OTTAWA, ON (May 24, 2021): The Macdonald-Laurier Institute joins an international coalition of 27 think tanks to call on governments to reject a proposal at the World Trade Organisation to cancel intellectual property rights for COVID vaccines.
IP has been the unsung hero of the pandemic, underpinning the ecosystem that enabled the private sector to create new vaccines so quickly. The Joint Declaration credits IP for the research collaborations and manufacturing partnerships all over the world that have accelerated vaccine production.
As MLI Senior Fellow Richard C. Owens wrote in a recent op-ed, “It is entirely illogical to say, as many do, that a massive public health crisis is not the time for patents. That is completely wrong. Now is precisely the time when upholding the integrity of the system that serves us so well is so important.”
“If we undermine a system precisely when it’s needed, it won’t be there to serve us in the future. IP isn’t the problem, it’s the solution; stealing stuff isn’t the solution, it’s the problem.”

— DATASET SECTION —
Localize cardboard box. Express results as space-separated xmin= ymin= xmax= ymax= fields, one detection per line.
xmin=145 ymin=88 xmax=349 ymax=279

— REQUIRED WORK —
• a. Answer each question about the passage on COVID vaccine patents, one answer a line and marked to match:
(i) How many think tanks make up the international coalition?
(ii) What title does Richard C. Owens hold at MLI?
(iii) What does the Joint Declaration credit IP for?
• b. List every organization, person, and document named in the passage on COVID vaccine patents.

— SOLUTIONS TO THE EXERCISE —
• a.
(i) 27
(ii) Senior Fellow
(iii) The research collaborations and manufacturing partnerships all over the world that have accelerated vaccine production

• b.
Macdonald-Laurier Institute (MLI)
World Trade Organisation
Joint Declaration
Richard C. Owens